== Questions to answer ==
1. Rewrite the article on Tim Thomas from "Thomas had seemingly" up to and including "has ever needed.", changing "the 39-year-old" to "the veteran goaltender".
2. Extend the article on Tim Thomas's return to the NHL, picking up after its final sentence.

== Excerpted text ==
····················
The Tank is on his way back to the NHL. After walking away from the final year of his contract with the Boston Bruins for a self-imposed, season-long hiatus, Tim Thomas signed a pro tryout contract on Monday with the Florida Panthers.
Thomas was present in Coral Springs today and is expected to hit the ice with the Panthers on Tuesday. Florida’s Jacob Markstrom, their promising 23-year-old incumbent starter, will return to tend to the crease this season in Sunrise. With backup goaltender Scott Clemmensen on the mend with a knee injury, the Panthers were looking to add another veteran and Thomas was looking for work.
Thomas last played during the 2011-12 season, just one year removed from recording the best statistical season for a goaltender in NHL history. After deciding to sit out and focus on “Friends, Family, and Faith,” Thomas was dealt to the New York Islanders in what was essentially a paper transaction designed to help both organizations remain salary cap-compliant. With the Islanders deciding not to toll the final year of Thomas’ contract forward to this season, Tank became an unrestricted free agent.
Thomas had seemingly put himself in the calculated position that he wanted to be in, but the contract offers were not there. Though clubs were rumored to have kicked the tires with Thomas’ camp about his expectations this season, the best “offer” that the 39-year-old received was a chance to compete. Really, that’s all Thomas has ever needed.
Tim Thomas’ ascent to the top of the hockey world is well-documented. Thomas was born in Flint and grew up in Davison, Michigan. As a youngster, his parents once pawned their own wedding rings in order to fund a trip to play in a hockey tournament.
Thomas was one of the best goaltenders in the nation while playing for the University of Vermont, leading the NCAA in save percentage in 1996. Though he was drafted by the Quebec Nordiques in the ninth round of the 1994 NHL Entry Draft, Thomas was forced to kick around between minor league teams on both sides of the pond until a depleted Boston team called up the journeyman during the 2002-03 season.
····················
== Information given ==

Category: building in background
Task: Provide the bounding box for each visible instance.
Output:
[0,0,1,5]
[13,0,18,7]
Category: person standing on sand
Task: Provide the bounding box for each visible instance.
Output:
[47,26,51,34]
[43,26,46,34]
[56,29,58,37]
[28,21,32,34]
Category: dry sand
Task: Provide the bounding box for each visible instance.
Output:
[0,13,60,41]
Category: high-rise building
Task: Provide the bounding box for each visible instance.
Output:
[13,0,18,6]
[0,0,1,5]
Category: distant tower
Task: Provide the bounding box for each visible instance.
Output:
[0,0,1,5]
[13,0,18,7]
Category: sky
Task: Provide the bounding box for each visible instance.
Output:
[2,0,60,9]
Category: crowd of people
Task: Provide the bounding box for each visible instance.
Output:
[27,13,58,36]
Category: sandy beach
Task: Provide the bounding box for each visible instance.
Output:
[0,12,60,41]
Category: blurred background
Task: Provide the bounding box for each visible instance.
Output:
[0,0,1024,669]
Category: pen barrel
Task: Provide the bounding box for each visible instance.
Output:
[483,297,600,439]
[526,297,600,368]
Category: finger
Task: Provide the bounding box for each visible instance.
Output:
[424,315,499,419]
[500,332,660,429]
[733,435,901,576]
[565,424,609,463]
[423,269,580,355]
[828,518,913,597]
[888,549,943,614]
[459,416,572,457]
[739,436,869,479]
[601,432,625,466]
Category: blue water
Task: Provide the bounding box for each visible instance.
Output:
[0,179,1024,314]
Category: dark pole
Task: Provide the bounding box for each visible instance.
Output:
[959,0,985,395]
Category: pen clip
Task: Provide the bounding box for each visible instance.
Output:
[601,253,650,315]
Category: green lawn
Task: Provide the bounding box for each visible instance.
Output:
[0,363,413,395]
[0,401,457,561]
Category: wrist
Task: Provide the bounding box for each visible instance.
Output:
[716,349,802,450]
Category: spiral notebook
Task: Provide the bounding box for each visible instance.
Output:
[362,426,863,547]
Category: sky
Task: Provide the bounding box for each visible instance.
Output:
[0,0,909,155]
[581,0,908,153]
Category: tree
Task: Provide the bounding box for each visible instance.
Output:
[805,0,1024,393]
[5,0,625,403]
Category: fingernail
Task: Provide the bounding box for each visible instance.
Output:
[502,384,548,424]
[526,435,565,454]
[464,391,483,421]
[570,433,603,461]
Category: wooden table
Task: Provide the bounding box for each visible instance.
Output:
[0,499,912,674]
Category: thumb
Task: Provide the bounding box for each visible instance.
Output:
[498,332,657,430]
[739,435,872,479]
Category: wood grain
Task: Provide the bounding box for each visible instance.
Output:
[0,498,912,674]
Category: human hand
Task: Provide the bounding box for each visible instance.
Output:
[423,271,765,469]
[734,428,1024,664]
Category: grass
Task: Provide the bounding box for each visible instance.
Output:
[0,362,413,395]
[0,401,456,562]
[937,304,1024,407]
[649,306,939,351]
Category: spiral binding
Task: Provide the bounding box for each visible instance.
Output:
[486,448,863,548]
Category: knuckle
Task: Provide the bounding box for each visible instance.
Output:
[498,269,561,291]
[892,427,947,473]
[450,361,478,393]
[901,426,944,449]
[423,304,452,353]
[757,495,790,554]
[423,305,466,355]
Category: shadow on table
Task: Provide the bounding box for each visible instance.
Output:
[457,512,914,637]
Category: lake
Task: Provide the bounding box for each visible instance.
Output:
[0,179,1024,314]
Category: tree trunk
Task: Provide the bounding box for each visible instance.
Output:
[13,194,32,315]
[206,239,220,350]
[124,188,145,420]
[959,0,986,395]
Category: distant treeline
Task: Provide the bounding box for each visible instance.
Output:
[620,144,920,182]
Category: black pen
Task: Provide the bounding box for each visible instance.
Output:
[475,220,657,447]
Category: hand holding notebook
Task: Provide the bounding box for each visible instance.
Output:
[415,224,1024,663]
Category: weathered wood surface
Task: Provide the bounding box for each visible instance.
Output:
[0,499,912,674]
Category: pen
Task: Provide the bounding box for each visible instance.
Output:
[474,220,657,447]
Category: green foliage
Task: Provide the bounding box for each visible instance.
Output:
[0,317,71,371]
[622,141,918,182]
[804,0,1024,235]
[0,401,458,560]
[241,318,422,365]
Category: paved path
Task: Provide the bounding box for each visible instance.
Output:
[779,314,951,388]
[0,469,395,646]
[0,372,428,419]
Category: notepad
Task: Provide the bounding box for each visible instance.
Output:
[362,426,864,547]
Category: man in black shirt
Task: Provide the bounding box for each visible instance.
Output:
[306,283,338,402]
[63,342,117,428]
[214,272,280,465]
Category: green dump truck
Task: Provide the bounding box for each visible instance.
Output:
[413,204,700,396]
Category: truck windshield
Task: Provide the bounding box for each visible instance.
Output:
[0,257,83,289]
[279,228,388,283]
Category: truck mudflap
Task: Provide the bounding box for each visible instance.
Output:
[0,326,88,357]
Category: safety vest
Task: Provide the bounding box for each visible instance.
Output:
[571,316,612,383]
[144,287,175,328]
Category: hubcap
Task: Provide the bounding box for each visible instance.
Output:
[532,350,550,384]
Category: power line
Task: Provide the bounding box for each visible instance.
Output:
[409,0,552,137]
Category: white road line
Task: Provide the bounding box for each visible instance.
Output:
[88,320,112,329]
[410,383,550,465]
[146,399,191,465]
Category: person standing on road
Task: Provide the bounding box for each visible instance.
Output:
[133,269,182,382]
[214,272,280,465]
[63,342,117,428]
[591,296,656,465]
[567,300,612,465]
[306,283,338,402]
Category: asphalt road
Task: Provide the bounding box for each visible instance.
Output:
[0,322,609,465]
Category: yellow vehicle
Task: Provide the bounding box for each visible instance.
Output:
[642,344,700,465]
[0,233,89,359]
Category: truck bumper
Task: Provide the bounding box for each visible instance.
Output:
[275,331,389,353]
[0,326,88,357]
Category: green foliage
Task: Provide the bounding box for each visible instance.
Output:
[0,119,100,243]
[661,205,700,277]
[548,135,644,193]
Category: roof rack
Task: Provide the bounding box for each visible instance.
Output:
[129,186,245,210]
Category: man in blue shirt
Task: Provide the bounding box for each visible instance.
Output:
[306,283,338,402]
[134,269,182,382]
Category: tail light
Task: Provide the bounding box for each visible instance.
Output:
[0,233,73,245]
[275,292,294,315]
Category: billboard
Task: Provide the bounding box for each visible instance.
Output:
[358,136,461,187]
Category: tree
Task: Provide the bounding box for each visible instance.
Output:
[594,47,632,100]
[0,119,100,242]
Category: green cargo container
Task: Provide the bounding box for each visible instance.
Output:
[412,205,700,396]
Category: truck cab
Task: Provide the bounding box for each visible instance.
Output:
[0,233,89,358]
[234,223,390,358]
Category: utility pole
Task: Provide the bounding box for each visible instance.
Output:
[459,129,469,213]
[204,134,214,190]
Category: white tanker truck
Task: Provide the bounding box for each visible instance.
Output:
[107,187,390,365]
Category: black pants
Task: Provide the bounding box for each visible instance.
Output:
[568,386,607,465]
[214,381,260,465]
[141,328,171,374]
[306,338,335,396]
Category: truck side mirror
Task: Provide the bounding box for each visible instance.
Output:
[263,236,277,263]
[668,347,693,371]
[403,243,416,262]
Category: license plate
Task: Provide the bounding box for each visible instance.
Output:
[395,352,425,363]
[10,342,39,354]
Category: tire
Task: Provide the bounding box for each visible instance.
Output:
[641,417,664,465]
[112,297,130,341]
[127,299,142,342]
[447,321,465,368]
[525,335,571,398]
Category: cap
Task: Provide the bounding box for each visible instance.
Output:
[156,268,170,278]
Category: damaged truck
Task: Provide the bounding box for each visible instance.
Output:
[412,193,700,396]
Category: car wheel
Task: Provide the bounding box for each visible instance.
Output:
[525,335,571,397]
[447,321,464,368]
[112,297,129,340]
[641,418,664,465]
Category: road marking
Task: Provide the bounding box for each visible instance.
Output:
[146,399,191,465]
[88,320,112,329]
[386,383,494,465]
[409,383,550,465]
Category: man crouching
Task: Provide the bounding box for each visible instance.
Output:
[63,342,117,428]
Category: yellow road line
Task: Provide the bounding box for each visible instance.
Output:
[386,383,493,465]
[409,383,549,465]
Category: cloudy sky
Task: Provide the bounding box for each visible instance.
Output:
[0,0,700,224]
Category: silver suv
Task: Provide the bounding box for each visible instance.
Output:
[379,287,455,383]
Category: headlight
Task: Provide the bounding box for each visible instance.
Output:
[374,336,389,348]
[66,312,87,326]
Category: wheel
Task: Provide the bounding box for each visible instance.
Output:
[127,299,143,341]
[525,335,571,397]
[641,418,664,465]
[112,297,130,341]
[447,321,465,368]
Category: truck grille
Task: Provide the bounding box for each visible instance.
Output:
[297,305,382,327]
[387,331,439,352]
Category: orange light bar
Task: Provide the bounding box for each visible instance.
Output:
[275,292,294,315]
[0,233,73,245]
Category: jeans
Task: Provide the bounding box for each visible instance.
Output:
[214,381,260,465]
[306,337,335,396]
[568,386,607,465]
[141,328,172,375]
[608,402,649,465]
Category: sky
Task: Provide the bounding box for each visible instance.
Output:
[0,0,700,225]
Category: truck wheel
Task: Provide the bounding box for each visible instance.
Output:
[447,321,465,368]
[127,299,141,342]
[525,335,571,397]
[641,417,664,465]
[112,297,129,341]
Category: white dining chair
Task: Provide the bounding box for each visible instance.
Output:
····················
== Results of the tasks ==
1.
Thomas had seemingly put himself in the calculated position that he wanted to be in, but the contract offers were not there. Though clubs were rumored to have kicked the tires with Thomas’ camp about his expectations this season, the best “offer” that the veteran goaltender received was a chance to compete. Really, that’s all Thomas has ever needed.

2.
Thomas had finally arrived in the NHL, and he wasn’t about give up his spot without a fight. Every season, Thomas was penciled in as a backup or as half of a tandem, but repeatedly fought off any and all challengers. By 2008-09, Thomas claimed his first Vezina Trophy, awarded to the league’s top goaltender. Battling a sore hip during the 2009-10 campaign, Thomas lost his starting role to Tuukka Rask prior to the playoffs. Many thought Thomas’ best days were behind him.
After offseason hip surgery, Thomas came back with a vengeance and put together a season for the ages. Along the way to becoming the first goaltender to win the Stanley Cup, Conn Smythe, and Vezina trophies in the same season since Bernie Parent accomplished the feat in 1974-75, Thomas also set a new NHL record with a .938 save percentage. Somehow, Thomas was even better in the playoffs. His .967 save percentage in the Stanley Cup Finals was another new record.
“He’s got a great pedigree,” remarked Panthers general manager Dale Tallon. “He’s worked hard all his life to get to where he is. He’s going to continue to work hard. We’ve had great discussions. I believe in what he says. I trust him. He’s a valuable asset to us.”
TVA Sports analyst Renaud Lavoie believes that this is merely a stepping stone to what will amount to between a “$2.0M to $2.5M” contract offer from Florida. I wouldn’t bet against it; I know better than to doubt Thomas.